◆ PROMPT
Restate the entries below exactly, and keep all images out of the answer.

◆ SOURCE MATERIAL

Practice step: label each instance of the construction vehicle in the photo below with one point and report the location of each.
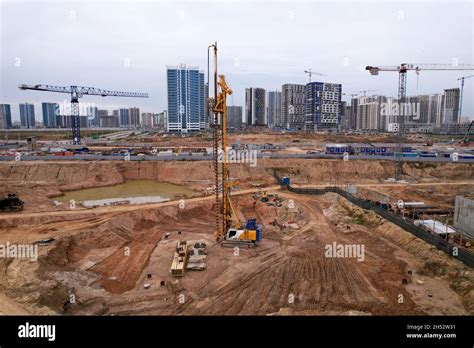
(232, 232)
(77, 92)
(180, 259)
(12, 203)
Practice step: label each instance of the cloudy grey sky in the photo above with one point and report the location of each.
(126, 45)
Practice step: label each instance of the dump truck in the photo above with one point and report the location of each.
(180, 259)
(11, 202)
(243, 237)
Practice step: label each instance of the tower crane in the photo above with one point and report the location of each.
(402, 70)
(231, 233)
(311, 73)
(462, 92)
(77, 92)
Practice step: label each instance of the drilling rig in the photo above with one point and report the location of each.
(231, 232)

◆ ANSWER TO THE EXERCISE
Practice step: label each instance of the construction vehicle in the photo below with one point and report the location of each.
(232, 232)
(77, 92)
(180, 259)
(12, 203)
Practice step: label each instance of the cloudy grey sky in the photo above with one point and report the location of each.
(126, 45)
Practice step: label each instance of the dump truck in the photo above with one point and report the location of each.
(180, 259)
(11, 202)
(243, 237)
Practice step: label each instance of the tower crane in the photo above with one point and report the location of each.
(402, 70)
(231, 233)
(311, 73)
(462, 92)
(77, 92)
Practice step: label each instance of the drilling rig in the photo above with one point and report the location of each.
(231, 232)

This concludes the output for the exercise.